Selected excerpt
*** Block opens ***
The questionnaires gathered from the MWS group were then compared with questionnaires which had already been collected in a large Australian study of children and adults with intellectual disability from varying causes (we have called this group of questionnaires the “non-MWS group”). The questionnaires selected for comparison were chosen in order to match the two groups as closely as possible for both age and level of intellectual disability. By doing this, we were able to find out which behaviors were more or less common in MWS compared with people of a similar age and with a similar level of development.

Overall, the results of the study suggested that there is a set of behaviors associated with MWS, both in terms of behaviors which are more common in people with MWS compared with people of a similar age and with similar levels of ID, as well as particular behaviors which are less common in those with MWS.

The behaviors in question can be categorized into 5 broad categories:

  1. Affect: Compared with the non-MWS group, people with MWS appeared to be happier. They were less likely to “appear depressed, downcast or unhappy”, or to “cry easily for no reason”. These findings are consistent with previous reports in the genetic literature suggesting that individuals with MWS typically display a happy affect, with frequent smiling. During the interviews and assessments, many participants also were noted to show a happy demeanor, with frequent smiling, and during the parent interviews, the topics of “happiness and smiling” came up often.
  2. Sociability: Compared with the non-MWS group, people with MWS were found to be more socially oriented and affectionate. They were less likely to “not show affection or to “prefer to do things on his/her own, tending to be a loner”. They were also more likely to “stand too close to others”. Taken together, these results provide some support for the anecdotal reports in the genetic literature that people with MWS display a sociable demeanor. The study also included a measure of temperament (the EAS Temperament Scale) and the findings from this scale are in keeping with the results of the DBC. In particular, the MWS scored higher than the non-MWS group for the Sociability scale of the EAS, and lower on the Shyness scale, and this is consistent with the MWS group’s lower scores on the DBC scale measuring problems in social relating. These findings are also consistent with the finding that many individuals with MWS display a strength in social skills.
*** Block closes ***
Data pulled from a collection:
*** Block opens ***
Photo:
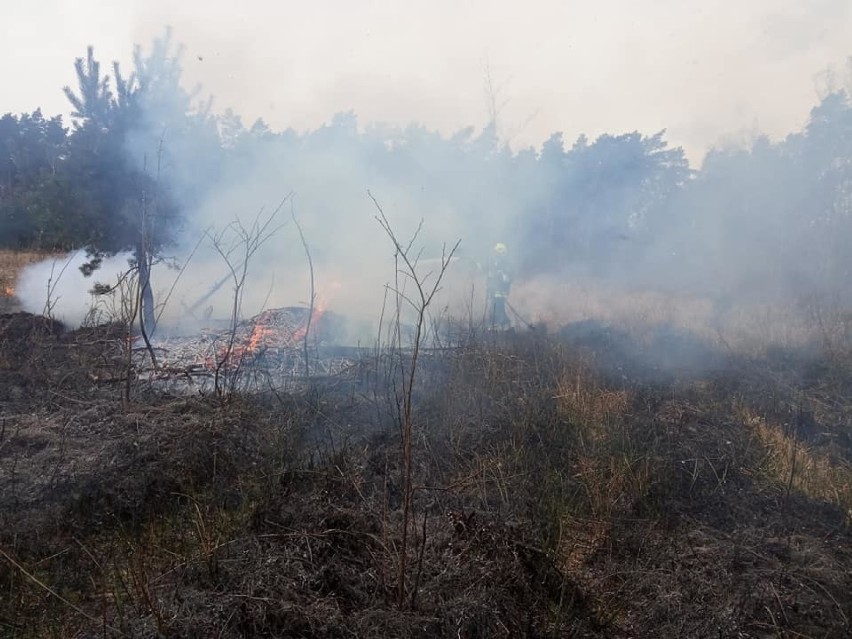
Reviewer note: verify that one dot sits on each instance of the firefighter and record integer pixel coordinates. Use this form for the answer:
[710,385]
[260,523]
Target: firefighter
[499,283]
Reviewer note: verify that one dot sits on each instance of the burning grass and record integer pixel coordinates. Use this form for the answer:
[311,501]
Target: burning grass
[559,491]
[11,264]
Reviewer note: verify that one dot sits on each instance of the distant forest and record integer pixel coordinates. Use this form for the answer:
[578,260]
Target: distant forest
[141,149]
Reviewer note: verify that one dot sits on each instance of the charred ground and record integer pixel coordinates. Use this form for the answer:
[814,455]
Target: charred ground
[565,486]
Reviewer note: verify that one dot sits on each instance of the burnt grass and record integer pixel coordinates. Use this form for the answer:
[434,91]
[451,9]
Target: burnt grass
[576,484]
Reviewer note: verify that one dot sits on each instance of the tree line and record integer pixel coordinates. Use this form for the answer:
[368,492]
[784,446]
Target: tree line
[141,148]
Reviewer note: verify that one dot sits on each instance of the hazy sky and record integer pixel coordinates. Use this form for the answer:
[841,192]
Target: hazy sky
[710,72]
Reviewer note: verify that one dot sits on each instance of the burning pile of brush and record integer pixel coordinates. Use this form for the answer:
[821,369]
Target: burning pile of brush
[281,342]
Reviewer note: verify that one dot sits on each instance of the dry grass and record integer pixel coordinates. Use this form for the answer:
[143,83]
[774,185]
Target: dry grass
[791,461]
[552,499]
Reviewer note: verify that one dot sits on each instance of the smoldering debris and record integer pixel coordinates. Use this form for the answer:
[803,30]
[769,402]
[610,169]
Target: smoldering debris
[270,350]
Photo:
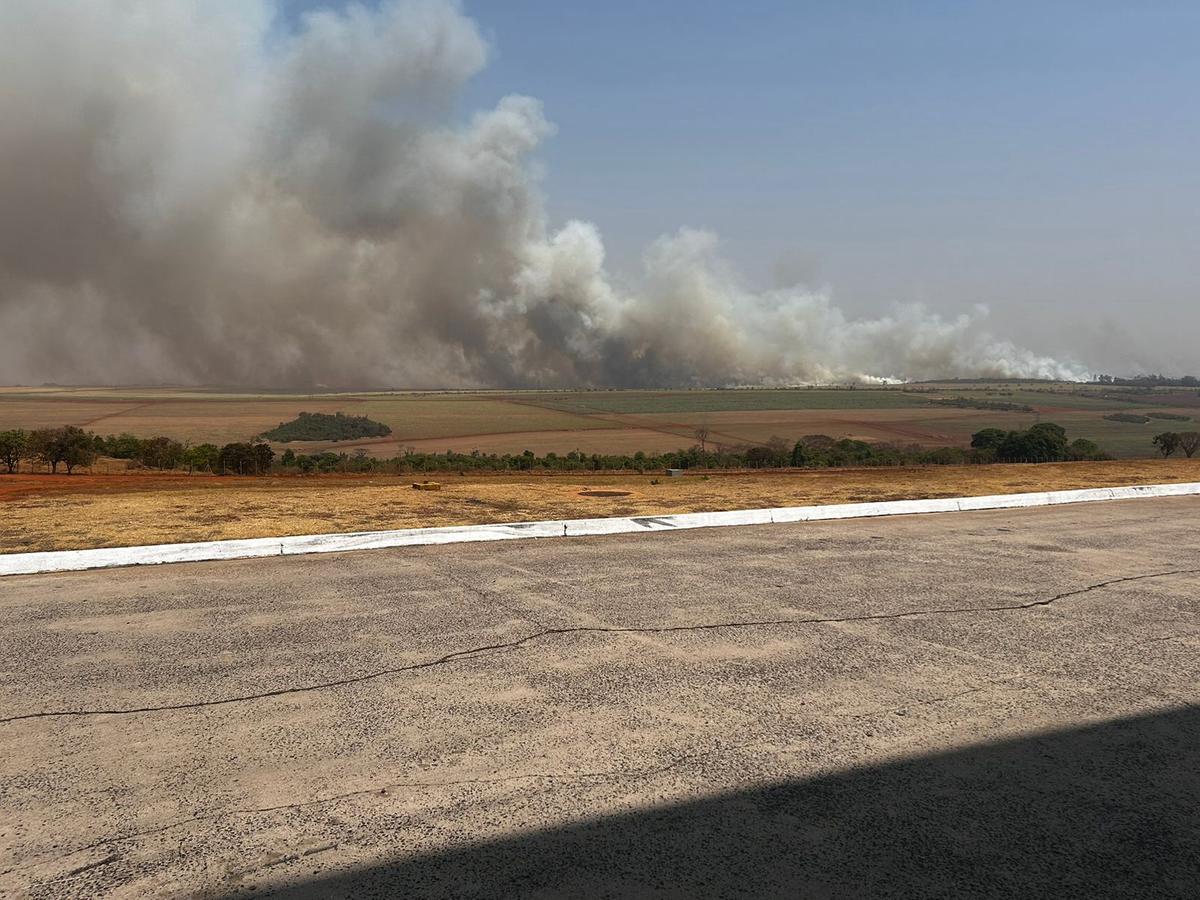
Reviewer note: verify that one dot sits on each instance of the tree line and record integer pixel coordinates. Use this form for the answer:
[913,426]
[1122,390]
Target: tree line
[71,447]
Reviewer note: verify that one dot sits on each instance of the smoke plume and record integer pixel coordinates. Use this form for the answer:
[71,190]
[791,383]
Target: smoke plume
[195,193]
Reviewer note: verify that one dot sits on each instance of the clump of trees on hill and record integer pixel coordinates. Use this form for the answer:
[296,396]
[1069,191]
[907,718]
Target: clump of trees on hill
[323,426]
[1005,406]
[1045,442]
[1170,441]
[67,447]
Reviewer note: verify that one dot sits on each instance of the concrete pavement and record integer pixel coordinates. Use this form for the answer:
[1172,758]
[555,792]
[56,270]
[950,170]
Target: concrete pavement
[990,703]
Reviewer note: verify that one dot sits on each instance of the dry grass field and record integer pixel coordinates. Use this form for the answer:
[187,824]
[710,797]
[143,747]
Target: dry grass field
[61,513]
[612,421]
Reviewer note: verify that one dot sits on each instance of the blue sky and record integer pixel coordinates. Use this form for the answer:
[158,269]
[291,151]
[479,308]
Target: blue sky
[1038,157]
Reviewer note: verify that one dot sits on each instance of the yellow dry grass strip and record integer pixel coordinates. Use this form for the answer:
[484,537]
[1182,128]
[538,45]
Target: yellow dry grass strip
[119,510]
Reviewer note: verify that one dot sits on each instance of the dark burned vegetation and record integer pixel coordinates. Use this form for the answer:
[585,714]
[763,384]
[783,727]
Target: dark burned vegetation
[323,426]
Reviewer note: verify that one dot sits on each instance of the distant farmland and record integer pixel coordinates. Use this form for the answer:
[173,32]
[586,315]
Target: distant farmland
[618,421]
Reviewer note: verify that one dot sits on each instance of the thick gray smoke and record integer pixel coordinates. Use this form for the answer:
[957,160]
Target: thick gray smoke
[191,193]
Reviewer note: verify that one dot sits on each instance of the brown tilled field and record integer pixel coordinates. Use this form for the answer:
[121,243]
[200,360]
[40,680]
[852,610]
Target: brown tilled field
[612,421]
[69,513]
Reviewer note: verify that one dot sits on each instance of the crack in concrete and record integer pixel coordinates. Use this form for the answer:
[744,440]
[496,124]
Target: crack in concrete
[382,790]
[934,701]
[475,652]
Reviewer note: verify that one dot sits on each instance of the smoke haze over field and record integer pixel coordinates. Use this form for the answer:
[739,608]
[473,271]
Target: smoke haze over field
[192,193]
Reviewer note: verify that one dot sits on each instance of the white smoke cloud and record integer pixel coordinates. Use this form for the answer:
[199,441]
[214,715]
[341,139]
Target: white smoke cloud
[191,196]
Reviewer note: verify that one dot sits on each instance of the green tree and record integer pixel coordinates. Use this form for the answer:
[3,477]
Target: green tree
[15,445]
[69,445]
[1168,443]
[202,456]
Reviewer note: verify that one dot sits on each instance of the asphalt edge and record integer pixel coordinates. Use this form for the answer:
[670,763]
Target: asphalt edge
[209,551]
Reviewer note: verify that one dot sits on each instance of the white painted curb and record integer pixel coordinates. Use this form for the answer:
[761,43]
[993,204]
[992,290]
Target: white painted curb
[78,559]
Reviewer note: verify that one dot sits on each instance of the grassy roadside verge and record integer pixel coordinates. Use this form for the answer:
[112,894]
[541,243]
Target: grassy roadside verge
[45,513]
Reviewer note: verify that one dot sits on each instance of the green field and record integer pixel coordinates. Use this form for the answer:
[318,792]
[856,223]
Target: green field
[617,421]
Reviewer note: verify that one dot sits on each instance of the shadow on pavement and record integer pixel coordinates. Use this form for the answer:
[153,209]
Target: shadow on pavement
[1108,810]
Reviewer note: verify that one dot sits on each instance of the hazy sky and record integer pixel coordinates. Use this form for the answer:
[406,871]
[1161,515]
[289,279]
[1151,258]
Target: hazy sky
[537,193]
[1038,157]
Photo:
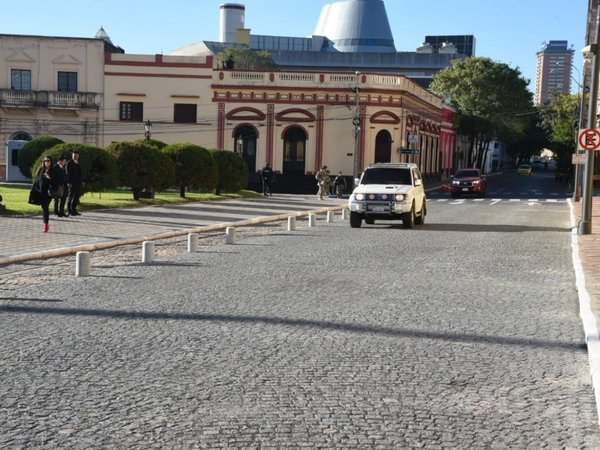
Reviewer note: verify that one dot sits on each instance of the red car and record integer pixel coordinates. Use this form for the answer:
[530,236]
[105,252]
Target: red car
[468,181]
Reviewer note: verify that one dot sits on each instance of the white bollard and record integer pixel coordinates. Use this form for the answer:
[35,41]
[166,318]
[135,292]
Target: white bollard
[82,264]
[147,252]
[230,235]
[291,223]
[192,243]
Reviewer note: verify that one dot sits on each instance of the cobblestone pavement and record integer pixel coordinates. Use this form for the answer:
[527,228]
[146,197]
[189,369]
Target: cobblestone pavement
[324,337]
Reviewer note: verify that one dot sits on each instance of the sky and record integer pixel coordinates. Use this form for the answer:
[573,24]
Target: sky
[507,31]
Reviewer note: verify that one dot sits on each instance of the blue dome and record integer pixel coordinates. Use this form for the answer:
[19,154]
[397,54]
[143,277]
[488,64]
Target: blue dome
[356,26]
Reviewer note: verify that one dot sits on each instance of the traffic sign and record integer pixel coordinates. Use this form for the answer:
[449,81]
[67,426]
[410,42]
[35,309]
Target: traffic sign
[589,139]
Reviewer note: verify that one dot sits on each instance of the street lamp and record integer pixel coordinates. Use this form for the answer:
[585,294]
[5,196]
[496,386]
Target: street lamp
[585,224]
[356,123]
[147,129]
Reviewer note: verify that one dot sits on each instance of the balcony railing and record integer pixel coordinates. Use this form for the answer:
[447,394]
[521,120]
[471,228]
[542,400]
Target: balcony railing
[49,99]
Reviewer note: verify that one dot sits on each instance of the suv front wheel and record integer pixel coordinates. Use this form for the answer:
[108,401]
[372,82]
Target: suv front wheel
[355,220]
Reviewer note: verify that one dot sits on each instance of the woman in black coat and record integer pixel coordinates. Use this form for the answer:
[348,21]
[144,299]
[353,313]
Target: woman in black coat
[43,180]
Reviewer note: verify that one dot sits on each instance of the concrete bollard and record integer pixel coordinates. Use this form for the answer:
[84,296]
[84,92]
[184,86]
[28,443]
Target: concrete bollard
[192,243]
[82,264]
[147,252]
[230,235]
[291,223]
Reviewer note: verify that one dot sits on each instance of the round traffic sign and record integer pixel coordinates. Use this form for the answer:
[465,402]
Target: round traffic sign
[589,139]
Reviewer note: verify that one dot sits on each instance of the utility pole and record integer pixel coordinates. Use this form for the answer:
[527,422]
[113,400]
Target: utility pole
[356,123]
[585,224]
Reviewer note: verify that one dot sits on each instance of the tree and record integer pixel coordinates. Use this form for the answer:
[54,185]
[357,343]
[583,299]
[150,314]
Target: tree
[195,167]
[243,58]
[32,151]
[559,118]
[491,98]
[98,167]
[233,171]
[142,167]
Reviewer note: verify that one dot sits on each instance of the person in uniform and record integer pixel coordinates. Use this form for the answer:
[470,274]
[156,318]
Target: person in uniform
[266,174]
[320,177]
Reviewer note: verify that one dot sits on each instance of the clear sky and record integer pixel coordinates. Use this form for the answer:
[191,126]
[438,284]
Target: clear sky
[508,31]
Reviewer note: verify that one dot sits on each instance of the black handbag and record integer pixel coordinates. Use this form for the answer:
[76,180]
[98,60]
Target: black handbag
[56,191]
[35,196]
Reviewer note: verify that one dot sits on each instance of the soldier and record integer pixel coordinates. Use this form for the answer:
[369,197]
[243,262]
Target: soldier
[339,185]
[320,177]
[266,174]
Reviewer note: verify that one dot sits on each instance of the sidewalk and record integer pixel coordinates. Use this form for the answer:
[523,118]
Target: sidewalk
[22,238]
[586,261]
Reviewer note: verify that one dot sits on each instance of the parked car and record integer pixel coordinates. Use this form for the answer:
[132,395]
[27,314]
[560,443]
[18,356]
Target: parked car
[524,169]
[389,191]
[468,181]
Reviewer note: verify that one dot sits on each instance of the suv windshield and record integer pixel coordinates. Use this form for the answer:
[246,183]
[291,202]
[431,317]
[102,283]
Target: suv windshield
[387,176]
[467,173]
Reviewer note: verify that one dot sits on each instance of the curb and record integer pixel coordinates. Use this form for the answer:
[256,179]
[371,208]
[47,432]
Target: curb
[66,251]
[588,319]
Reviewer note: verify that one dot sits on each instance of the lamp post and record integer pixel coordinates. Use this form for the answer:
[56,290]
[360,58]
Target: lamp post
[356,123]
[147,130]
[581,97]
[585,224]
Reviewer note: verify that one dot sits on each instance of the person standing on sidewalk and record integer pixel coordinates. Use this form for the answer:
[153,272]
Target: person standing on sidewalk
[74,182]
[60,180]
[321,177]
[43,179]
[266,174]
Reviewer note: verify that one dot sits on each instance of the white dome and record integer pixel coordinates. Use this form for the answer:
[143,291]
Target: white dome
[356,26]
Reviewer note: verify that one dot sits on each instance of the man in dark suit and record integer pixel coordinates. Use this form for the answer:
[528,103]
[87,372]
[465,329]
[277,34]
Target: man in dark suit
[74,182]
[60,179]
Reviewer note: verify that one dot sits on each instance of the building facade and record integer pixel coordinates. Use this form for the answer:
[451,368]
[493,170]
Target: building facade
[50,86]
[553,74]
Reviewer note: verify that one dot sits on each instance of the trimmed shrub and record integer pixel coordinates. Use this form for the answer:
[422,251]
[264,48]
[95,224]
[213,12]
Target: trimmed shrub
[195,167]
[31,152]
[142,167]
[98,167]
[233,171]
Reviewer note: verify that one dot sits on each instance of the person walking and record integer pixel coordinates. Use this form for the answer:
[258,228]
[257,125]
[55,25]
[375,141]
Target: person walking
[267,174]
[43,179]
[339,184]
[60,181]
[74,183]
[320,177]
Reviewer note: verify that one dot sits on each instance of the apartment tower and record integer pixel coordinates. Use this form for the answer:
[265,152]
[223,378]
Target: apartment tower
[553,75]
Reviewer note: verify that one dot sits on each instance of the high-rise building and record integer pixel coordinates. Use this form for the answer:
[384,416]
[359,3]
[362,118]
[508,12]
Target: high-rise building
[553,75]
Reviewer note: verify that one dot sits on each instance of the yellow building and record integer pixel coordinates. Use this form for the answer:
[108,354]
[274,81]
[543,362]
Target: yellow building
[50,86]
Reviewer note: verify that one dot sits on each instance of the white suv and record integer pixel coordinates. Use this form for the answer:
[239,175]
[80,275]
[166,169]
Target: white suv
[389,191]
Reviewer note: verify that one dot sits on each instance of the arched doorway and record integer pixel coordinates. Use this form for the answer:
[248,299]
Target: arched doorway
[383,146]
[245,145]
[294,151]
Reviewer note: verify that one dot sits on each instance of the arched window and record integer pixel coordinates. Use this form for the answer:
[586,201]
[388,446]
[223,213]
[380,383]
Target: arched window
[383,146]
[21,136]
[245,145]
[294,151]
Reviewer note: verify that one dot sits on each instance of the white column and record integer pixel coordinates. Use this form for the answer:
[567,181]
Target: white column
[82,264]
[230,235]
[147,252]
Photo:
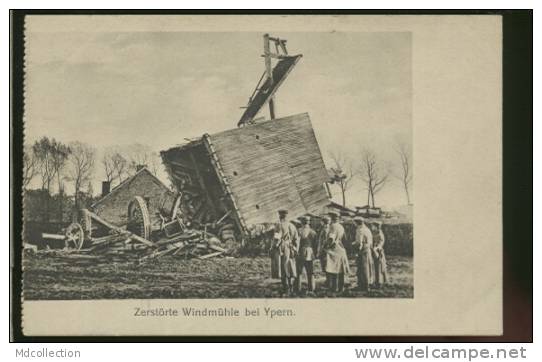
*** Block closes ***
Assigned task A
Repeat everything in the MWS behavior study from "Overall, the results" down to "those with MWS.".
Assigned task B
Write the next part of the MWS behavior study, picking up right after its last sentence.

Answer box A
Overall, the results of the study suggested that there is a set of behaviors associated with MWS, both in terms of behaviors which are more common in people with MWS compared with people of a similar age and with similar levels of ID, as well as particular behaviors which are less common in those with MWS.

Answer box B
  3. Oral behaviors: The MWS group showed a very high incidence of oral behaviors. They were more likely to “grind their teeth” (87% of the MWS group said this occurred sometimes or often) and to “Chew or mouth objects or body parts” (95% of the MWS group said this occurred sometimes or often). When parents and carers were asked to list other features which they thought could have been related to MWS, a number of respondents mentioned unusual dental characteristics. Furthermore, in the parent and carer interviews, dental anomalies such as missing teeth or having extra teeth were frequently mentioned. Another topic frequently discussed during interviews was drooling, which is not explored by the DBC. Overall, from both the unstructured and quantitative results, it would appear that oral behaviors are very persistent in MWS, even at older ages. However, during the unstructured interviews, some parents or carers of older MWS participants did report a decrease in chewing and mouthing objects in response to behavioral interventions (generally consisting of parents or carers saying “no” and/or removing the object from the person’s mouth).
  4. Stereotyped or repetitive behaviors: the MWS group scored higher for the items “flicks taps twirls objects” and “switches lights on and off or similar repetitive activity”. People with intellectual disability are more likely to show repetitive or stereotyped behaviors than the general population, and especially those with more severe disabilities. The results of the MWS study suggest a high prevalence of particular stereotyped or repetitive behaviors in MWS, even above that seen in others with a similar level of ID and of comparable age. The parent and carer interviews data gave further information about specific types of repetitive behaviors common in individuals with MWS. The most often mentioned was related to paper flipping, followed by switching lights on and off, and flicking or spinning objects.
  5. Under-reaction to pain: The MWS group were also more likely to show an under-reaction to pain. This finding was also supported by the many reports collected during the unstructured interviews, in which respondents reported a reduced or almost absent pain reaction to situations where one would be expected. Some of these reports included very painful situations such as broken bones.

Overall levels of behavior problems

We know from previous research that levels of behavioral and emotional disturbance are much higher in people with intellectual disability than in the general population. The results of the MWS study suggest that the levels of overall behavior problems in people with MWS is comparable to that of others of a similar age and with a similar level of ID. So although many people with MWS may have a happy, affectionate demeanor, it is certainly not true that they are always placid or easygoing. Those with MWS are just as likely to show behavioral problems as others with comparable ages and levels of ID, and over 30% of the MWS group were above the clinical cut-off of the Developmental Behavior Checklist, suggesting that over 30% of people with MWS may have clinically significant levels of behavioral and emotional difficulties. So even though many people with MWS show a happy, affectionate demeanor, it’s still important to address behavioral and emotional problems where they arise.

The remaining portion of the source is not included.